[Location annotation dataset excerpts]
— START —

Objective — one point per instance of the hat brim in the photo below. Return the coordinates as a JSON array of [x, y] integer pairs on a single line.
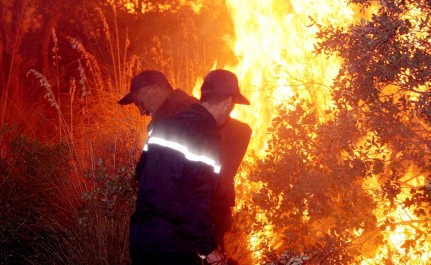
[[240, 99], [126, 100]]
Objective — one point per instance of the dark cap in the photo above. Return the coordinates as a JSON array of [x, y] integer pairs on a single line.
[[145, 78], [223, 82]]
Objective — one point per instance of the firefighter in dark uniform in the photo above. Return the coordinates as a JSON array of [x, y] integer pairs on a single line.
[[155, 96], [180, 173]]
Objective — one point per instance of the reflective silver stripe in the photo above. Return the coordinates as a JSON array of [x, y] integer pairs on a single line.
[[183, 149], [145, 149]]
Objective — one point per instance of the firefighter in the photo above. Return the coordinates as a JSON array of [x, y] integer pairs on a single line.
[[153, 95], [172, 221]]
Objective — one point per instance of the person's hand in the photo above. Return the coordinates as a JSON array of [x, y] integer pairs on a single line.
[[216, 258]]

— END —

Goal of the exercise =>
Repeat the material above line for line, without the pictures.

Task result =>
Objective — one point per instance of the hat brim in the photo below. Return the coordinates as a JSON array of [x, y] integer pairs on a single line.
[[240, 99], [126, 100]]
Objective — one point per instance of the dark cap in the photo above. Return the coordinates as a JSON array of [x, y] integer pairs on a single line.
[[145, 78], [223, 82]]
Objective — one point per instance of the firefighter in dark uniform in the photo above. Return the coordinates as a JSON array of [x, y] integer pairs on a single line.
[[155, 96], [180, 173]]
Objective — one point per instance of the reflective silver stripe in the photo above. Return the coordinates as a JSON array of [x, y] integer pairs on a single line.
[[183, 149], [145, 149]]
Objective — one point per instance of the firefighter in the photo above. Return the coordinates as a JSON array of [x, y] integer pairs on a single line.
[[153, 95], [172, 221]]
Objective — one point per instance of the person's hand in the photo above. Return the coordinates as a JSON array of [x, y] integer pairs on a single line.
[[216, 258]]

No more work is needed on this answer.